---------- Extracted records

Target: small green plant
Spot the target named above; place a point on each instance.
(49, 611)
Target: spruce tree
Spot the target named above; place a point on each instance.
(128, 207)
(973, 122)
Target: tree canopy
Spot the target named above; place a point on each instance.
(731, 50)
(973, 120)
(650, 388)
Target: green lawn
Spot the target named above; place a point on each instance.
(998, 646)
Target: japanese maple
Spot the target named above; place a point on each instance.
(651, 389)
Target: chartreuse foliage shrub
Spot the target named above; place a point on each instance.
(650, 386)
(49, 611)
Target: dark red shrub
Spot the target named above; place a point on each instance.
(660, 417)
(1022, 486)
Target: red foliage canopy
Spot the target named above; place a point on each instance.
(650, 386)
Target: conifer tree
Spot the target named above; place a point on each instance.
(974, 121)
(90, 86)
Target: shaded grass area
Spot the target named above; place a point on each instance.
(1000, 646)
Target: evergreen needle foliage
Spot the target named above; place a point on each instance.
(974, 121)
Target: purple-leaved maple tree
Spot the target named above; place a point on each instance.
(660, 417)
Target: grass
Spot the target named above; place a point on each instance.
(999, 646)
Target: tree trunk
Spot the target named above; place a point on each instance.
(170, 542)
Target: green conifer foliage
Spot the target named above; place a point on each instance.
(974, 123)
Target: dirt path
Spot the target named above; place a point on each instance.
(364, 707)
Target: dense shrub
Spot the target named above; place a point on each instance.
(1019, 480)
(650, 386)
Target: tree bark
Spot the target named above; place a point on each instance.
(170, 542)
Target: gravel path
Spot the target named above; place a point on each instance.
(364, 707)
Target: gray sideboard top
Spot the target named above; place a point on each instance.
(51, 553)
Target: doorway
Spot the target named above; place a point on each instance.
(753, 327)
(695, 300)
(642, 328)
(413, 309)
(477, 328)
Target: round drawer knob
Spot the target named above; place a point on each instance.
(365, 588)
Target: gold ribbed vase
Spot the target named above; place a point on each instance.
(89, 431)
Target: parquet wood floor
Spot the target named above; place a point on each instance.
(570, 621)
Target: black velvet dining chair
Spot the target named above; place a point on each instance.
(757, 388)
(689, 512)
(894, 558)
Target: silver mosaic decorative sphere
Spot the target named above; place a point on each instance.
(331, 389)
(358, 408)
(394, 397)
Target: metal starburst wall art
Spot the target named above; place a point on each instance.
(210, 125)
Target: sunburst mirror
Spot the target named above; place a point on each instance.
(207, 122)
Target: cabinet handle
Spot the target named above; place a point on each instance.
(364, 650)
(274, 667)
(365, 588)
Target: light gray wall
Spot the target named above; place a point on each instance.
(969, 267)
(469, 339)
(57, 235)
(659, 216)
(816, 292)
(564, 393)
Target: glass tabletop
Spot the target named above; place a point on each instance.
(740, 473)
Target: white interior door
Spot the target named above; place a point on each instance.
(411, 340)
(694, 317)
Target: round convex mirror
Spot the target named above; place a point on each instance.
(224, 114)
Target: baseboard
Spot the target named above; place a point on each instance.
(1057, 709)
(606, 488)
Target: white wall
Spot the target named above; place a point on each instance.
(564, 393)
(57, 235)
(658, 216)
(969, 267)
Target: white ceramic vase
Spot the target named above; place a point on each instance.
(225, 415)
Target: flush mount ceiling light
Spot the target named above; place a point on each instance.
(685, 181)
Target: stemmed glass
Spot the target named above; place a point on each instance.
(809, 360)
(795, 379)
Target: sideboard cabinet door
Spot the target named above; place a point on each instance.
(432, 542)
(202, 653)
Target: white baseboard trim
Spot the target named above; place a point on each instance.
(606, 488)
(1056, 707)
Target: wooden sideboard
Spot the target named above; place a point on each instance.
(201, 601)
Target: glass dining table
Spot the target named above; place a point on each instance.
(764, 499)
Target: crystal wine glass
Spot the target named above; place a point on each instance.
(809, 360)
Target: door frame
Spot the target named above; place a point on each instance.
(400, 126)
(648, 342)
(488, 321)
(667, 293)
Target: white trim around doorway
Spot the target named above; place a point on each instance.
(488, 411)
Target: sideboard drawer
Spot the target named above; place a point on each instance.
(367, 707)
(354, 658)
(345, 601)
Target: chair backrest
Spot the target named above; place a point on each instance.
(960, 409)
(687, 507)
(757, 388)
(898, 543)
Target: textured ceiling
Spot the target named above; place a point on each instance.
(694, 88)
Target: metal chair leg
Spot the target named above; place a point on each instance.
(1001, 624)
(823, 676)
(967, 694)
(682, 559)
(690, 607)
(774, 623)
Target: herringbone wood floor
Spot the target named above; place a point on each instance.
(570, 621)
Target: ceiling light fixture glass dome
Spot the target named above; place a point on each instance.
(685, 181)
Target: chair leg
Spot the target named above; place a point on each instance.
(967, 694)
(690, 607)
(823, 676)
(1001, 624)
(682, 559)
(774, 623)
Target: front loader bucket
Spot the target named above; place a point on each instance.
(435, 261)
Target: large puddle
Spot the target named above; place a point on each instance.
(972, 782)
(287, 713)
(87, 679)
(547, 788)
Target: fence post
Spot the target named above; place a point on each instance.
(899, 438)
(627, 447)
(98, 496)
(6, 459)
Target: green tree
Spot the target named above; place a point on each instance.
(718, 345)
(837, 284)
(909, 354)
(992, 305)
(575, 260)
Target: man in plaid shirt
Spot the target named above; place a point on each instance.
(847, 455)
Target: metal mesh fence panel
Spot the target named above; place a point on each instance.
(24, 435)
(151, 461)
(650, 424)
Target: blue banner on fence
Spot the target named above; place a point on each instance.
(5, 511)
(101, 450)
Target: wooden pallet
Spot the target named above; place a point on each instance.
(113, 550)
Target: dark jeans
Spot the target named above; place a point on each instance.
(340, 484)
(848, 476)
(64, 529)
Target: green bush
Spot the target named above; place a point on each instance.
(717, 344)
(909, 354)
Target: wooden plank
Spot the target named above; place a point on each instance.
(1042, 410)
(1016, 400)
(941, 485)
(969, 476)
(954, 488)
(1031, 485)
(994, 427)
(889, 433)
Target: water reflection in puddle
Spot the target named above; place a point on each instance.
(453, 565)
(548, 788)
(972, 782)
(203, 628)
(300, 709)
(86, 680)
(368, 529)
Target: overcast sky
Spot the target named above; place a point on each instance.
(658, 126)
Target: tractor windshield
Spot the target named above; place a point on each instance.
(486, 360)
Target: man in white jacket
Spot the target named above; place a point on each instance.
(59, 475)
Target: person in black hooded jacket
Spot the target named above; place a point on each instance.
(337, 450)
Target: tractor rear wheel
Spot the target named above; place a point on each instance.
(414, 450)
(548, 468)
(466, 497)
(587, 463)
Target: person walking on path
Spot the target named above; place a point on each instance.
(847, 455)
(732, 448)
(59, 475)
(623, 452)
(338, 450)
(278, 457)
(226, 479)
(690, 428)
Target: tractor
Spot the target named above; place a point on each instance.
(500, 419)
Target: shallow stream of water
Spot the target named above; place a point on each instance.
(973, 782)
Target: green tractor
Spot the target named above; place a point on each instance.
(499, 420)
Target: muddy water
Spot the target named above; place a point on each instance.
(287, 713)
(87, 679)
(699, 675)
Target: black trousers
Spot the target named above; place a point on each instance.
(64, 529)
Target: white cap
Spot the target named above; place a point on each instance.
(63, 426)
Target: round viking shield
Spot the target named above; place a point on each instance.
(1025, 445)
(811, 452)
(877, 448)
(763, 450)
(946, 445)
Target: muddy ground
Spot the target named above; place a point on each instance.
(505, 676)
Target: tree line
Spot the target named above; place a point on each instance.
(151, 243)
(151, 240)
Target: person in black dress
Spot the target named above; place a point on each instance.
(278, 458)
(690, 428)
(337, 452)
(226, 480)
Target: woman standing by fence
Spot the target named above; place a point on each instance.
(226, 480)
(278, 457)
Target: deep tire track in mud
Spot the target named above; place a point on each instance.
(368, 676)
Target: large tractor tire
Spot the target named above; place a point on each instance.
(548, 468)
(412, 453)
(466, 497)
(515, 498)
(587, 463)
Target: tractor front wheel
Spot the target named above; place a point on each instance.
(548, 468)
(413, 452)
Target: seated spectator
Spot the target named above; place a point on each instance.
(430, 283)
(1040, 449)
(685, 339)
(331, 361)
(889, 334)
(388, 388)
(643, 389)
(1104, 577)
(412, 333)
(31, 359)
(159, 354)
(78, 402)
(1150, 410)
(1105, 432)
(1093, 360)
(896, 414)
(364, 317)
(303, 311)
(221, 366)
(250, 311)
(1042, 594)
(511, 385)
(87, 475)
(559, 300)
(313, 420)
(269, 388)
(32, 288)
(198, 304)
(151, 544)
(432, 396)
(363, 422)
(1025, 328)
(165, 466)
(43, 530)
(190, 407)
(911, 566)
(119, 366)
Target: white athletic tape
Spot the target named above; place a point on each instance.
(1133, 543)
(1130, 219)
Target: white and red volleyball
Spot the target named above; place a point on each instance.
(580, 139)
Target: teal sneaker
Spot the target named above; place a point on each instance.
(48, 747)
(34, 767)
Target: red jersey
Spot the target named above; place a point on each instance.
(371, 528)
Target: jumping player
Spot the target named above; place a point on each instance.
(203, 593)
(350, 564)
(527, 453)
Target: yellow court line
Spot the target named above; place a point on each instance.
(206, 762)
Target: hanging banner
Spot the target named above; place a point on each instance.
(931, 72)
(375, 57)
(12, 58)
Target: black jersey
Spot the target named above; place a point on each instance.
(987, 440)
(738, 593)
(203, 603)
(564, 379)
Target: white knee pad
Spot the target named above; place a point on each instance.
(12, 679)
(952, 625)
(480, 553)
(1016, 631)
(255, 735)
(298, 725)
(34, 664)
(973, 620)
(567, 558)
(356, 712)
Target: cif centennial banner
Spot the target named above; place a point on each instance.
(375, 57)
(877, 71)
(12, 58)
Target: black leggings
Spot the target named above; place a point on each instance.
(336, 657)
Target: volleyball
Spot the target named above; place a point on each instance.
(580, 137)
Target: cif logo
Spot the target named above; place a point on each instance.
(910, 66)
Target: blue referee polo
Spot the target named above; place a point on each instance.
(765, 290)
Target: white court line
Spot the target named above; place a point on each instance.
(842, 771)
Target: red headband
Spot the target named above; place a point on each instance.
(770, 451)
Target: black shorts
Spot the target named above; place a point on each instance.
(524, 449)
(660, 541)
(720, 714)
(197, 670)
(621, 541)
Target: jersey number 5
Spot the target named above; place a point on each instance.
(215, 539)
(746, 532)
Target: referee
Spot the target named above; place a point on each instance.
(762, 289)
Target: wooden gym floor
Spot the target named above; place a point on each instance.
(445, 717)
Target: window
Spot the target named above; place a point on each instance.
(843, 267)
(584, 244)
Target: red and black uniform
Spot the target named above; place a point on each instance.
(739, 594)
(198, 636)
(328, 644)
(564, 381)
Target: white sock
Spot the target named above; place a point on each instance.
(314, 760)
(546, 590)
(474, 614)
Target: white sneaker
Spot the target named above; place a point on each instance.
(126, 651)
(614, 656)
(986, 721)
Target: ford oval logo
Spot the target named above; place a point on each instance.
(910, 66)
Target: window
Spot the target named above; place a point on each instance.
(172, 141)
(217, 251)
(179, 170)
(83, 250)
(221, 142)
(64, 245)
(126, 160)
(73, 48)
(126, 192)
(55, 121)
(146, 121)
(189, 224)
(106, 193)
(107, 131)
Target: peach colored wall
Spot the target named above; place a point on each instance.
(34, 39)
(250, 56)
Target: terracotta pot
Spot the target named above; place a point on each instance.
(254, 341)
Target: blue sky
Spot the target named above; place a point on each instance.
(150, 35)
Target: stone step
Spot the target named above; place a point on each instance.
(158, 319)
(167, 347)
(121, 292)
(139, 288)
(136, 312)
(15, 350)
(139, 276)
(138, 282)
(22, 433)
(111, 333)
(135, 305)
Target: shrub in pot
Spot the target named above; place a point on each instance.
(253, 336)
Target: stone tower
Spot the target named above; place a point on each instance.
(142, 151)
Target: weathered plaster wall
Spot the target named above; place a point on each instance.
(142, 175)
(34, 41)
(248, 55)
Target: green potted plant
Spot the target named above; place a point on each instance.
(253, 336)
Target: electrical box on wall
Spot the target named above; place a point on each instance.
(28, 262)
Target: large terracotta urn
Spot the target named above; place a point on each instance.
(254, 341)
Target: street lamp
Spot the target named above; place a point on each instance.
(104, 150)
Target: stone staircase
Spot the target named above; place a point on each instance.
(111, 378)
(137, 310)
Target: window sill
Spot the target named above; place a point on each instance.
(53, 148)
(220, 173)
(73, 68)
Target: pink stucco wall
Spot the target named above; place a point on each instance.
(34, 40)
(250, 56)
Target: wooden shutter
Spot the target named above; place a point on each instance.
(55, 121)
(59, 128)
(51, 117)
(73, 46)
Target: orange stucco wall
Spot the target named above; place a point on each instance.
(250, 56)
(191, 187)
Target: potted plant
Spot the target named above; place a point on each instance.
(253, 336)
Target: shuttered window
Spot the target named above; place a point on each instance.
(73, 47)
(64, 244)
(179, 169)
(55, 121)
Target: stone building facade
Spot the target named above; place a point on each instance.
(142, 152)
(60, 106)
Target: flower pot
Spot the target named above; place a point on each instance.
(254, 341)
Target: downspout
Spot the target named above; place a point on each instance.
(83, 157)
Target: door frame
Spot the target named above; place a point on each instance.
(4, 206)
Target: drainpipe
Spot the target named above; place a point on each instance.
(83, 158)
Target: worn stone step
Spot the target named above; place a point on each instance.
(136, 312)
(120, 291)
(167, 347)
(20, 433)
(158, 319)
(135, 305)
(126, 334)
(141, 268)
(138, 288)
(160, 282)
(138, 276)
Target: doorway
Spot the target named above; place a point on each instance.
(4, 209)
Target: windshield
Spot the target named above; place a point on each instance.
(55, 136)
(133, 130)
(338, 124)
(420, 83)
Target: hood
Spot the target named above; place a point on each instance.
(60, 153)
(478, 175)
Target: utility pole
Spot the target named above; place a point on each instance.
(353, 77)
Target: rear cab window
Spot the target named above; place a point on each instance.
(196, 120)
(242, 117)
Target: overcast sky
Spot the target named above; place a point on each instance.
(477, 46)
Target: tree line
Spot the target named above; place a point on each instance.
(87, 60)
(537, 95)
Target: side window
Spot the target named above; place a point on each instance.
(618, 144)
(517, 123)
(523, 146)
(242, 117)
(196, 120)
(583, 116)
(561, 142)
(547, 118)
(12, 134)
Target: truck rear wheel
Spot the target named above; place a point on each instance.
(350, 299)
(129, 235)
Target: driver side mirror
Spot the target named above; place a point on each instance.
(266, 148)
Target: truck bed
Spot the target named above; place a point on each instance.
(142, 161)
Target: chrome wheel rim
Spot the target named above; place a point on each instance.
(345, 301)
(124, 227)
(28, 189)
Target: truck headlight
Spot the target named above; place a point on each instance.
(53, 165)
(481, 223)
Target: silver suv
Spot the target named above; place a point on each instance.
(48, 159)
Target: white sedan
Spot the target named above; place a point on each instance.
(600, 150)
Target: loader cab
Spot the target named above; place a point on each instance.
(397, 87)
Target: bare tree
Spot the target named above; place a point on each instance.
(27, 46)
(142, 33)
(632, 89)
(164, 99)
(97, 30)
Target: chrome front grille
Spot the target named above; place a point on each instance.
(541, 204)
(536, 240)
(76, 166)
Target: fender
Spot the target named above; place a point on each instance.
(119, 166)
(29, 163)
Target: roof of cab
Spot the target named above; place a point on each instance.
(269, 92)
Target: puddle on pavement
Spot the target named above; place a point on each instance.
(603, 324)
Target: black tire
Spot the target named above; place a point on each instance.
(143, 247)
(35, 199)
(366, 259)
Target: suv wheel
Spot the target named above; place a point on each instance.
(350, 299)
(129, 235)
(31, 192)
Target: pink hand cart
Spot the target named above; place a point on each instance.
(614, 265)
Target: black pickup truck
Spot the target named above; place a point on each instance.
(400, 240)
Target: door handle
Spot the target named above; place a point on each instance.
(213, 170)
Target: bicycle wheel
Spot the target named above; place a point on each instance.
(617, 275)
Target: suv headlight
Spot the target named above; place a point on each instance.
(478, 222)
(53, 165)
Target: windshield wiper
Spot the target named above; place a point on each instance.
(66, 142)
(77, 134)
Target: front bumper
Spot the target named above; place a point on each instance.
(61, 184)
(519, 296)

--------------------

## Description of the task
Copy out the items word for word, starting at the line that contains "Target: bicycle wheel" and continuing through the end of the items.

## Written response
Target: bicycle wheel
Spot the target named above; place a point on each instance.
(617, 275)
Target: suv headlight
Spot the target named above; place a point on each instance.
(478, 222)
(53, 165)
Target: windshield wiper
Spot the target named above; place a point on each instance.
(66, 142)
(77, 134)
Target: front bumper
Spot the target named above; place a point on each instance.
(61, 184)
(519, 296)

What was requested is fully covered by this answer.